* Task to complete
Rewrite the entries below, substituting "surfboards" for "paddleboards" and leaving every other character unchanged.

* Source material
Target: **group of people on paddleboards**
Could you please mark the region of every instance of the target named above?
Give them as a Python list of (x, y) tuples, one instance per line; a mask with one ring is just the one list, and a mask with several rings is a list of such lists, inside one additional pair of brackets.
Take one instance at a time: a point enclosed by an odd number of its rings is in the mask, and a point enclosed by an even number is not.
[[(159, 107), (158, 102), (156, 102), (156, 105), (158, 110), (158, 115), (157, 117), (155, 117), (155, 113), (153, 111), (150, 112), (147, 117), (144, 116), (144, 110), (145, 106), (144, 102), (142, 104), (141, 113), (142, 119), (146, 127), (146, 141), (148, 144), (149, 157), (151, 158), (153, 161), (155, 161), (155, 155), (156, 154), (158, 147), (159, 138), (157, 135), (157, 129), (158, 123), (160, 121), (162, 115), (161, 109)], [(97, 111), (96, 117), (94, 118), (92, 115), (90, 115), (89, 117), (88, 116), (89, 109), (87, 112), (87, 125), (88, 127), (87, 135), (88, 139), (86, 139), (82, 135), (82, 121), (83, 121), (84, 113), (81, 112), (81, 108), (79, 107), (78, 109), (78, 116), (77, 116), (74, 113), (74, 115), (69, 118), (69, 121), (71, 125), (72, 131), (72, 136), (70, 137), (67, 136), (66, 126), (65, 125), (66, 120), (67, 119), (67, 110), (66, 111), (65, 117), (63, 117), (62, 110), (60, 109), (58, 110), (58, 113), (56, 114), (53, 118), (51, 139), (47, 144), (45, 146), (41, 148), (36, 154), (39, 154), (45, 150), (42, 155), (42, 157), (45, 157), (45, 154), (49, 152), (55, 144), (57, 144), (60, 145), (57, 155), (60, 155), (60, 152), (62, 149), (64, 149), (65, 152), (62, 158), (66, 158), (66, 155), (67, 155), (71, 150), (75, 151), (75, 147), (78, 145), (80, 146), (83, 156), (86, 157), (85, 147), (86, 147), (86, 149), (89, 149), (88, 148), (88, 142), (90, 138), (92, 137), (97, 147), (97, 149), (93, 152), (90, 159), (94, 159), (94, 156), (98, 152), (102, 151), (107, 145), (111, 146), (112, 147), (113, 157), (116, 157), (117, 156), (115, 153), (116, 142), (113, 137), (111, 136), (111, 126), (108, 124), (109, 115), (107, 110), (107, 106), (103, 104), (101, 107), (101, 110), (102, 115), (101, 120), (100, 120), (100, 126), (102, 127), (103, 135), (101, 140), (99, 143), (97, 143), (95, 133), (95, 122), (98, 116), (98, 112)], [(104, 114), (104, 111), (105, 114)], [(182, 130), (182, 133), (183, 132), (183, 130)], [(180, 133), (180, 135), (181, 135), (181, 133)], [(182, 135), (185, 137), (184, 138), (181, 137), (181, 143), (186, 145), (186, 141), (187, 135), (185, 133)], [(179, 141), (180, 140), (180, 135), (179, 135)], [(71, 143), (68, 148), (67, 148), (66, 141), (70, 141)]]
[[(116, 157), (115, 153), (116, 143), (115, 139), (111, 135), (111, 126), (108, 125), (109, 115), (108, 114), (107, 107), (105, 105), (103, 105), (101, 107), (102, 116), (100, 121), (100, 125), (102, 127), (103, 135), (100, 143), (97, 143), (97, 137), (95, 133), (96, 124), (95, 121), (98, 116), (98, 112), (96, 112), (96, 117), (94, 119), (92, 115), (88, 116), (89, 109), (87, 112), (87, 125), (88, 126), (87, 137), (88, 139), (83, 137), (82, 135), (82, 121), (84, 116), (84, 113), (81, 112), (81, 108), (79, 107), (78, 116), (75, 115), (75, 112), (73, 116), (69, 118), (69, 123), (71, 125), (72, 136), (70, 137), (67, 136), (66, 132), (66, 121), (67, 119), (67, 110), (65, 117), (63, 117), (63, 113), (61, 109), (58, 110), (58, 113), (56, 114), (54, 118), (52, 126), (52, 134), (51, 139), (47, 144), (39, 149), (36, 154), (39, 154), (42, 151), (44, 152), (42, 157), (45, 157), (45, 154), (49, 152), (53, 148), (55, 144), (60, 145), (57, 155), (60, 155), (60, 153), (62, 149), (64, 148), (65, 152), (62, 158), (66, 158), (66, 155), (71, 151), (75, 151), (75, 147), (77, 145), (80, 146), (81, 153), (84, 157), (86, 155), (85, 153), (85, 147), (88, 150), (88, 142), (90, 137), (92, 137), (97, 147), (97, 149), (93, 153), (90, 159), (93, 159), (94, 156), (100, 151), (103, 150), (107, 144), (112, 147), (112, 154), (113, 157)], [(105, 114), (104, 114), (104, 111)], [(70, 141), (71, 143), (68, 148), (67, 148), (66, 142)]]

* Exercise response
Target: **group of people on surfboards**
Could you please mark the region of every instance of the target named above?
Give them as a Python list of (x, y) tuples, one instance per line; a mask with one ring is just the one list, and a mask with several rings is a list of such lists, inside one additional pair of brackets.
Take one instance at a time: a point enclosed by an odd number of its rings is in the mask, and a point enclosed by an even number is not.
[[(159, 107), (158, 102), (156, 102), (156, 105), (158, 110), (158, 115), (157, 117), (155, 117), (155, 113), (153, 111), (150, 112), (147, 117), (144, 116), (144, 110), (145, 106), (144, 102), (142, 104), (141, 113), (142, 119), (146, 127), (146, 141), (148, 144), (149, 157), (151, 158), (153, 161), (155, 161), (155, 155), (156, 154), (158, 147), (159, 138), (157, 135), (157, 129), (158, 123), (160, 121), (162, 115), (161, 109)], [(97, 111), (96, 117), (94, 118), (92, 115), (90, 115), (89, 117), (88, 116), (89, 109), (87, 112), (87, 125), (88, 127), (87, 135), (88, 139), (86, 139), (82, 135), (82, 121), (83, 121), (84, 113), (81, 112), (81, 108), (79, 107), (78, 109), (78, 116), (77, 116), (74, 113), (74, 115), (69, 118), (69, 121), (71, 125), (72, 131), (72, 136), (70, 137), (67, 136), (66, 126), (65, 125), (66, 120), (67, 119), (67, 110), (66, 111), (65, 117), (63, 117), (62, 110), (60, 109), (58, 110), (58, 113), (56, 114), (53, 118), (51, 139), (47, 144), (45, 146), (41, 148), (36, 154), (39, 154), (45, 150), (42, 155), (42, 157), (45, 157), (45, 154), (49, 152), (55, 144), (57, 144), (60, 145), (57, 155), (60, 155), (60, 152), (62, 149), (64, 149), (65, 152), (62, 158), (66, 158), (66, 155), (67, 155), (71, 150), (75, 151), (75, 147), (78, 145), (80, 146), (83, 156), (86, 157), (85, 147), (86, 147), (86, 149), (89, 149), (88, 148), (88, 142), (90, 138), (92, 137), (97, 147), (97, 149), (93, 152), (90, 159), (94, 159), (94, 156), (98, 152), (102, 151), (107, 145), (111, 146), (112, 147), (113, 157), (116, 157), (117, 156), (115, 153), (116, 142), (113, 137), (111, 136), (111, 126), (108, 124), (109, 115), (107, 110), (107, 106), (103, 104), (101, 107), (101, 110), (102, 115), (101, 120), (100, 120), (100, 126), (102, 127), (103, 135), (101, 140), (99, 143), (97, 143), (95, 133), (95, 122), (98, 116), (98, 112)], [(104, 114), (104, 111), (105, 114)], [(182, 130), (182, 133), (183, 132), (183, 130)], [(180, 133), (180, 135), (181, 135), (181, 133)], [(182, 135), (185, 137), (184, 138), (181, 137), (181, 143), (186, 145), (186, 141), (187, 135), (185, 133)], [(179, 141), (180, 140), (180, 135), (179, 135)], [(71, 143), (68, 148), (67, 148), (66, 141), (70, 141)]]
[[(116, 157), (115, 153), (116, 143), (115, 139), (111, 135), (111, 126), (108, 125), (109, 115), (108, 114), (107, 107), (105, 105), (103, 105), (101, 107), (102, 116), (100, 121), (100, 125), (102, 127), (103, 135), (100, 143), (97, 143), (97, 137), (95, 133), (96, 124), (95, 121), (98, 116), (98, 112), (96, 112), (96, 117), (94, 119), (92, 115), (88, 116), (89, 109), (87, 112), (87, 125), (88, 126), (87, 137), (88, 139), (83, 137), (82, 135), (82, 121), (84, 116), (84, 113), (81, 112), (81, 108), (79, 107), (78, 116), (75, 115), (75, 112), (73, 116), (69, 118), (69, 123), (71, 125), (72, 136), (70, 137), (67, 136), (66, 132), (66, 121), (67, 119), (67, 110), (65, 117), (63, 117), (63, 113), (61, 109), (58, 110), (58, 113), (56, 114), (54, 118), (52, 126), (52, 134), (51, 139), (47, 144), (39, 149), (36, 154), (39, 154), (42, 151), (44, 152), (42, 157), (45, 157), (45, 154), (49, 152), (53, 148), (55, 144), (60, 145), (57, 155), (60, 155), (60, 153), (62, 149), (64, 148), (65, 152), (62, 158), (66, 158), (66, 155), (71, 151), (75, 151), (75, 147), (77, 145), (80, 146), (81, 153), (84, 157), (86, 155), (85, 153), (85, 147), (88, 150), (88, 142), (90, 137), (92, 137), (97, 147), (97, 149), (93, 153), (90, 159), (93, 159), (94, 156), (100, 151), (103, 150), (107, 144), (112, 147), (112, 154), (113, 157)], [(105, 114), (104, 114), (104, 111)], [(70, 141), (71, 143), (68, 148), (67, 148), (66, 142)]]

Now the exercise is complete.